▶ **SET EXERCISE**
According to the article on runtime tracing for AI agents below, how many hook points does Azazel use?

▶ **QUOTED PASSAGE**
"""

← Back to blog

Runtime Tracing for AI Agents: What Your OpenClaw Agent Actually Does Inside the Container

February 15, 2026 by Mario Candela
runtime security AI agent monitoring eBPF
Runtime Tracing for AI Agents: What Your OpenClaw Agent Actually Does Inside the Container

Executive Summary

Attribute Detail
Tool Azazel
Technology eBPF (CO-RE, BTF-based)
Target OpenClaw Gateway agents running in Docker containers / Generic containers
Hook Points 19 (tracepoints + kprobe)
Output NDJSON, ready for Elasticsearch/Splunk/jq

Bottom Line: AI agents operating in autonomous loops execute significantly more syscalls than their prompts suggest. Application-level logging captures what the agent reports doing, not what it actually does at the operating system level. Azazel provides kernel-level visibility into every process execution, file access, network connection, and security-relevant event inside the agent’s container, using eBPF tracepoints that the agent cannot disable, modify, or detect.

Key findings from tracing OpenClaw agent sessions:

  • A simple "check disk space" prompt generated 47 process_exec events, 312 file_open events, and 8 net_connect events. Application logs reported a single tool invocation
  • Agents routinely access configuration files containing API keys, session history, and channel tokens
  • Process trees reveal hidden subprocess chains invisible to application-level observability

1. The Problem

1.1 The Agent Trust Gap

OpenClaw is an AI agent platform that runs on your own devices. The agent operates inside a Docker container with access to:

  • A full Linux shell (exec, bash, arbitrary commands)
  • Outbound network connectivity (HTTP, DNS, arbitrary TCP/UDP)
  • Persistent filesystem (configuration, credentials, session history)
  • Connected channels (WhatsApp, Telegram, Slack, Discord, iMessage)

"""

(Excerpts of pointing data)
"""

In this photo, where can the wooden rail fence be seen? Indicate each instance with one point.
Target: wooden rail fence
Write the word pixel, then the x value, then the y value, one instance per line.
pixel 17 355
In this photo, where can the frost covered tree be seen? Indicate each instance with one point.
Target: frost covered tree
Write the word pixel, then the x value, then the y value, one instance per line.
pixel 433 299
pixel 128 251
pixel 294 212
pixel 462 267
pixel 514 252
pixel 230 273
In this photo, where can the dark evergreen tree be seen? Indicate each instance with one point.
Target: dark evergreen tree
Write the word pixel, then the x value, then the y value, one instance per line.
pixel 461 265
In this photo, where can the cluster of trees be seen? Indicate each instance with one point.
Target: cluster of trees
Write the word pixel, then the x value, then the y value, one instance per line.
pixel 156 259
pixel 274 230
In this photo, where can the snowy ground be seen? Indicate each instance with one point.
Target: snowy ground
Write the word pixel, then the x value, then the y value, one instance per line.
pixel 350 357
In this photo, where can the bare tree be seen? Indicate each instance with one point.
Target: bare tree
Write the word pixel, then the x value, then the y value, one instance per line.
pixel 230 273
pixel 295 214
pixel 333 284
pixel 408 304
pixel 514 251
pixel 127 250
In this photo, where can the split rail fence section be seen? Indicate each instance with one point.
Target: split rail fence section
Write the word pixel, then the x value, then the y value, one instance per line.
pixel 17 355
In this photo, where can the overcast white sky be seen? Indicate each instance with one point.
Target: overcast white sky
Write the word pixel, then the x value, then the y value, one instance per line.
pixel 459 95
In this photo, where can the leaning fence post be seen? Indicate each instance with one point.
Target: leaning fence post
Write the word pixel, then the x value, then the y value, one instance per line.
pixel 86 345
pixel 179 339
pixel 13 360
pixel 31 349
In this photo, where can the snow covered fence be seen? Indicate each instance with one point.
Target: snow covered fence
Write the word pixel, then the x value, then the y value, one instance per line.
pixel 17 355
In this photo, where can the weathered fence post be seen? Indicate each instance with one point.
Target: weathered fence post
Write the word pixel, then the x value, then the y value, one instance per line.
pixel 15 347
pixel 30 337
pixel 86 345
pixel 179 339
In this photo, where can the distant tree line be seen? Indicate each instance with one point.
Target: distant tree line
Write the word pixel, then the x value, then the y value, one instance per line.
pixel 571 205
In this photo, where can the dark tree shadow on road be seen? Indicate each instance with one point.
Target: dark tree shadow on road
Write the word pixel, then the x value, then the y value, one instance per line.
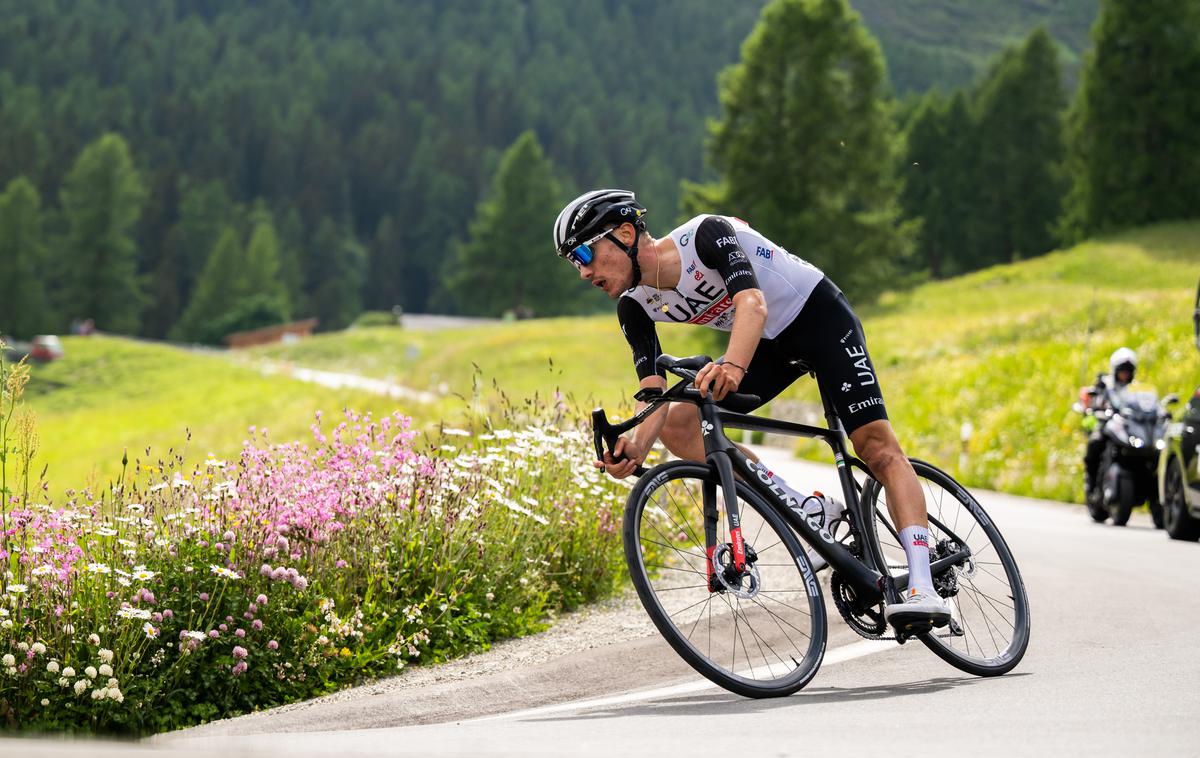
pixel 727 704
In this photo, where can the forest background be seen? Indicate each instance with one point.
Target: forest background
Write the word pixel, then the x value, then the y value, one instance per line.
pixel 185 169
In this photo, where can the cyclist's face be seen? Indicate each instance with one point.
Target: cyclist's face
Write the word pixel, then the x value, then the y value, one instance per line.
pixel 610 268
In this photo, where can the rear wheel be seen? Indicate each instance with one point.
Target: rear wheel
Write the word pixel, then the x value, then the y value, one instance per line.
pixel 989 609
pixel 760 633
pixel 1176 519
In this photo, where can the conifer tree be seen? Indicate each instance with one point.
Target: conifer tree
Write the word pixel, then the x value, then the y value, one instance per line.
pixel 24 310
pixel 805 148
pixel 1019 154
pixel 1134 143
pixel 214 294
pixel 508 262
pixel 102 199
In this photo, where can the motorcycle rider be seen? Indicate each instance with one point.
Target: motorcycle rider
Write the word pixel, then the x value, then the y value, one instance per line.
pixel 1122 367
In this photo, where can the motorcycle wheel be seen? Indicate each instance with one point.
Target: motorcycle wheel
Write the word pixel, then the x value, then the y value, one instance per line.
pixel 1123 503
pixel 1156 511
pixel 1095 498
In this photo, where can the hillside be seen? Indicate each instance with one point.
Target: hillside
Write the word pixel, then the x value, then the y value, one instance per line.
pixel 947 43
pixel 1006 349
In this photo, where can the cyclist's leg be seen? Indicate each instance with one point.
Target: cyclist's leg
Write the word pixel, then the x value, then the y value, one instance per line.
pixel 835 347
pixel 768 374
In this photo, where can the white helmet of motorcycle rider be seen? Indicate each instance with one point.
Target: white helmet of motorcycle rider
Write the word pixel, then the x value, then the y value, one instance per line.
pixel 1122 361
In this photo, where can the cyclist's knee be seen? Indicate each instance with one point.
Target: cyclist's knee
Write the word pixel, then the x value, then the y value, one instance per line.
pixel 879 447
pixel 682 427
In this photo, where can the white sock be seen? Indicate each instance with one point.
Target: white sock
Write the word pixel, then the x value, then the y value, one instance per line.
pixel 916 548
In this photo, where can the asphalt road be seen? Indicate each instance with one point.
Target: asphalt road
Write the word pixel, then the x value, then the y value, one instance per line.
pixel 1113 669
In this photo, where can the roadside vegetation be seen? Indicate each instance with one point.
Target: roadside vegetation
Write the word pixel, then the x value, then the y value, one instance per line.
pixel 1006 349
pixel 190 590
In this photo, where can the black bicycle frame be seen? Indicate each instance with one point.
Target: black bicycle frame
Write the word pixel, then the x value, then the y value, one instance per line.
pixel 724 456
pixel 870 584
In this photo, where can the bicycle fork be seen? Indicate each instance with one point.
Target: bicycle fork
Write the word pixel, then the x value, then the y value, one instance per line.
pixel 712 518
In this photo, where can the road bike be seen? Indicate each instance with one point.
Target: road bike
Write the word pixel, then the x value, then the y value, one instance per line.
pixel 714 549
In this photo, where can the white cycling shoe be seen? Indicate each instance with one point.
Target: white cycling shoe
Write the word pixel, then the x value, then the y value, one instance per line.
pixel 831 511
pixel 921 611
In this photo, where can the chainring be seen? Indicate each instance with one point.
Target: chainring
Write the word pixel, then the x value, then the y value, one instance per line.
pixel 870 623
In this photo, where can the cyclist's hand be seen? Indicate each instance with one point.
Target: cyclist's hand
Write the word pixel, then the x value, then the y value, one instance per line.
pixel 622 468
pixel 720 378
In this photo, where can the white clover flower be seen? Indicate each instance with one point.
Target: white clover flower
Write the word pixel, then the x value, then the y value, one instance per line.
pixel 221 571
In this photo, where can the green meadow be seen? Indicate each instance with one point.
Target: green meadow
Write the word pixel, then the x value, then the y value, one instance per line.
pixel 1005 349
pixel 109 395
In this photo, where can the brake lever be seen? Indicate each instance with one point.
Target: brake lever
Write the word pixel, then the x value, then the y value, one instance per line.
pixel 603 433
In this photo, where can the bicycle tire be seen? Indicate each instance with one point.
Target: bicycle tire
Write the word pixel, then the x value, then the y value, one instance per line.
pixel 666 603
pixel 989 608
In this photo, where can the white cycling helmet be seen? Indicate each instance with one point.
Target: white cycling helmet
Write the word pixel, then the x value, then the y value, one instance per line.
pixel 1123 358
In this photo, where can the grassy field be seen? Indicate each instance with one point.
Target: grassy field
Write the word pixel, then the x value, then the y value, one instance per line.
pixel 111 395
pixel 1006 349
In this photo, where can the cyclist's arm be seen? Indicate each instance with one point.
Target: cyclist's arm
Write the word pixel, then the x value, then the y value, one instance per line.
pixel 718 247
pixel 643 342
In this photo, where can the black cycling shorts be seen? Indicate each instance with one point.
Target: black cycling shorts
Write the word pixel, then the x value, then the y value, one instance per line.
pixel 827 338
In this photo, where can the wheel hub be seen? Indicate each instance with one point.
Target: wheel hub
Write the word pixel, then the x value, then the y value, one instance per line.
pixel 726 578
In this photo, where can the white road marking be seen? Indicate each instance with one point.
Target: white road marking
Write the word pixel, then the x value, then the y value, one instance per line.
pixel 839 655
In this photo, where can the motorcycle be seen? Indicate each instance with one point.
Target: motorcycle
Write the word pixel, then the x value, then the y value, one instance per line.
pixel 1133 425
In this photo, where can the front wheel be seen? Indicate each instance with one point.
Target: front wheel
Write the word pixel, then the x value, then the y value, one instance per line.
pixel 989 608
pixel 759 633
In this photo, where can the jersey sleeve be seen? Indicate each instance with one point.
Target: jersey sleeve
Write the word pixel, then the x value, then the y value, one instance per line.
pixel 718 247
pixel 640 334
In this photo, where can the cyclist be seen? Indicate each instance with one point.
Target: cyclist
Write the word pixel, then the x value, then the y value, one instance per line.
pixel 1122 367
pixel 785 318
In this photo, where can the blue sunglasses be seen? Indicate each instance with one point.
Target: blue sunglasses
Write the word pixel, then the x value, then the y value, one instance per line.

"""
"""

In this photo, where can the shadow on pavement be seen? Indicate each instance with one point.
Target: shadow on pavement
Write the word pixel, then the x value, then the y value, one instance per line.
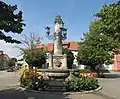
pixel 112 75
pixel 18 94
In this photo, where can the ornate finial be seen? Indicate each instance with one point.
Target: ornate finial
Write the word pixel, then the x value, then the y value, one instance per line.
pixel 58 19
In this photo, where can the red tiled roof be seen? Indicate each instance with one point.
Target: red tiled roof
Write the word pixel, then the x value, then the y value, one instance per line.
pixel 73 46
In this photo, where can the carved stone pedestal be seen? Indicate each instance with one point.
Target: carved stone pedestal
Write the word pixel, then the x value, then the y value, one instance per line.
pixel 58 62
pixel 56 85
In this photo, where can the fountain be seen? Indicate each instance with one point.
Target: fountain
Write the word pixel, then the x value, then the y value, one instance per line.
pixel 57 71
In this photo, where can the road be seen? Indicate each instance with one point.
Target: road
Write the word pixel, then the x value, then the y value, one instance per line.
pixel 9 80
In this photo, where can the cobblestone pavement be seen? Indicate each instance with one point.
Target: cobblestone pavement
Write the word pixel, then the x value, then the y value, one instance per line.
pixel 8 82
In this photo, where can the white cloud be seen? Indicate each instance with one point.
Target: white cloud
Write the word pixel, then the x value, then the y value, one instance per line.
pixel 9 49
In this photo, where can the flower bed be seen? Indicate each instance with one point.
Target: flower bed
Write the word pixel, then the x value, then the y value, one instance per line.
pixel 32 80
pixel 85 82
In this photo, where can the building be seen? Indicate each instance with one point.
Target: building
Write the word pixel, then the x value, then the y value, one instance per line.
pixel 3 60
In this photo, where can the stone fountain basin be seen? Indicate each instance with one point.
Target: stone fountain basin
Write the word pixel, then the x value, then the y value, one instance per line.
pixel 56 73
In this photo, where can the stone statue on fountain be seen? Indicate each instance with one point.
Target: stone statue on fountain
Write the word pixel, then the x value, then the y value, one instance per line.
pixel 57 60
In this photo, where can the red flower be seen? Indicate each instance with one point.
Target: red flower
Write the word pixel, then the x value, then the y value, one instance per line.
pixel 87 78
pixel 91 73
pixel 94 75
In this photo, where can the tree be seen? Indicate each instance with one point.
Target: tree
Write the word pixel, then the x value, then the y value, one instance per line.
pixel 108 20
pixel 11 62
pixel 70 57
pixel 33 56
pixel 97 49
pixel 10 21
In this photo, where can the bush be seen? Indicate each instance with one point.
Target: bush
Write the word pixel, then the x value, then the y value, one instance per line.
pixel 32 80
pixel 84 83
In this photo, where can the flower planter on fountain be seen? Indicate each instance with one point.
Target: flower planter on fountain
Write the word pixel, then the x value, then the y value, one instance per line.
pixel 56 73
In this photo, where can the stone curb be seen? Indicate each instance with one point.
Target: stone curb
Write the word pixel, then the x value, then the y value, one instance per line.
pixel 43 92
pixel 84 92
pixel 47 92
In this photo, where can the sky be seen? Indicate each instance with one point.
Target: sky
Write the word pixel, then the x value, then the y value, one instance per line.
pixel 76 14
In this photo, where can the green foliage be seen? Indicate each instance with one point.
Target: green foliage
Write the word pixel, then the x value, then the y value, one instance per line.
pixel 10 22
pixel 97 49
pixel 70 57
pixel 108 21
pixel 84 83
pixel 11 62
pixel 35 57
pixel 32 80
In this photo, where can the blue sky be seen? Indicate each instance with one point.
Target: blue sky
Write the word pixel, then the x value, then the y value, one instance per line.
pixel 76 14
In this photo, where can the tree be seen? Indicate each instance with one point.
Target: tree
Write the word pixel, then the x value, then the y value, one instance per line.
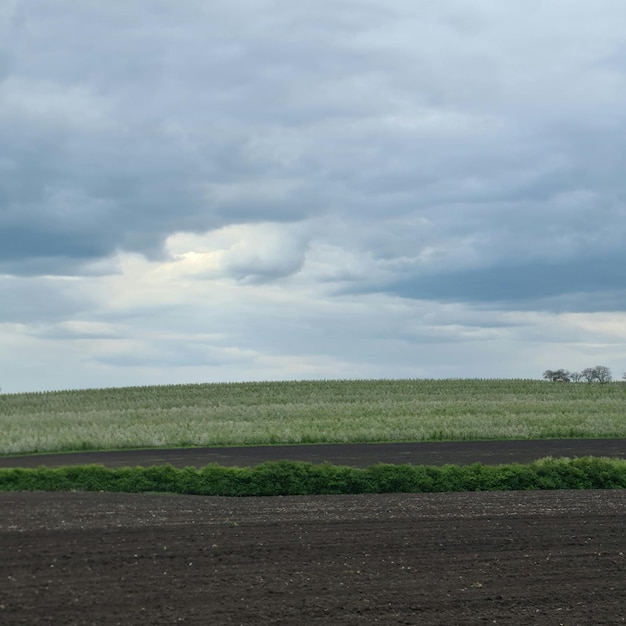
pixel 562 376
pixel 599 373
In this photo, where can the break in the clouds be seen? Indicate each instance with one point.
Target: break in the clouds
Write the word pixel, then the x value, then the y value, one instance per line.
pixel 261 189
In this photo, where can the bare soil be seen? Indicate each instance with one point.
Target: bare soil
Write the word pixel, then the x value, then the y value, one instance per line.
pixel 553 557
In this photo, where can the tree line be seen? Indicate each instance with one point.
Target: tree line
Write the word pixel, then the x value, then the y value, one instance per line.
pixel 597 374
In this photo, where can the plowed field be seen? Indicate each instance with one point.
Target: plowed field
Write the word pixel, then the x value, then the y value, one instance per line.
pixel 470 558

"""
"""

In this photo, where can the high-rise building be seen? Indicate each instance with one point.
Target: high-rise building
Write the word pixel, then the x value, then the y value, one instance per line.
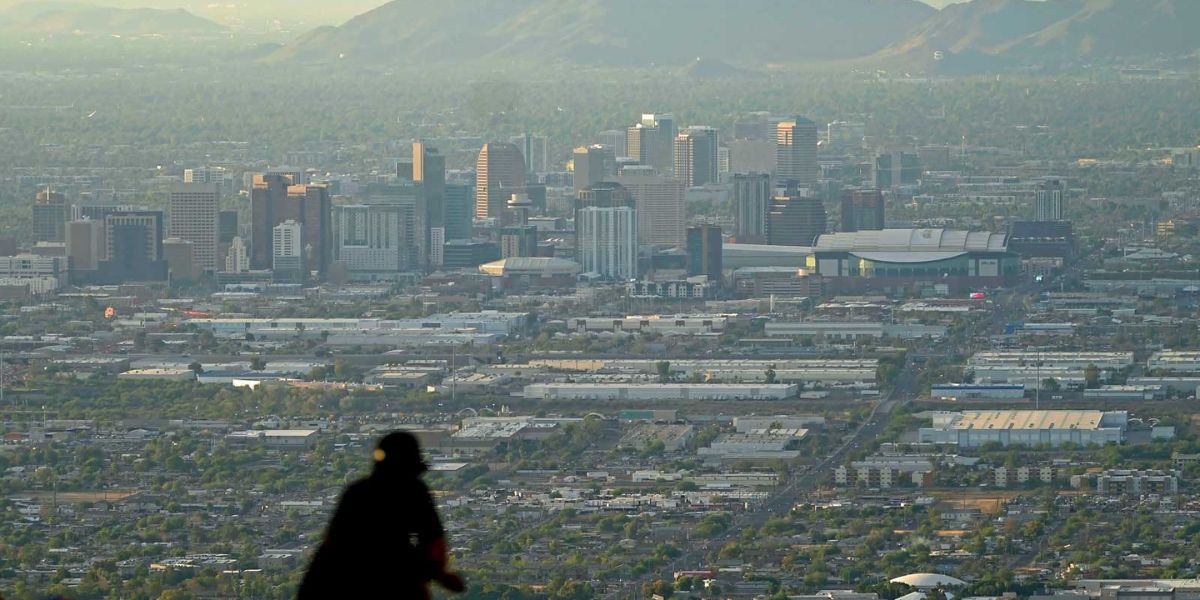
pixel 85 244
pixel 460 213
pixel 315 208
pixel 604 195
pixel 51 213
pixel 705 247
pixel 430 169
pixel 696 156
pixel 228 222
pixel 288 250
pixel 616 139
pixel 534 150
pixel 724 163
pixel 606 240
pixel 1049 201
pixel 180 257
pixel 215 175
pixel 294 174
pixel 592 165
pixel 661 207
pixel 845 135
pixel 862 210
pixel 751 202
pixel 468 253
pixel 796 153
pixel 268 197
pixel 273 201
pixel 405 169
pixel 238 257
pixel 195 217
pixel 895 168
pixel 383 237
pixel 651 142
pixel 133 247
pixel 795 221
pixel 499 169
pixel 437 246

"""

▶ **COMPLETE RESPONSE**
19 (tracepoints plus kprobe).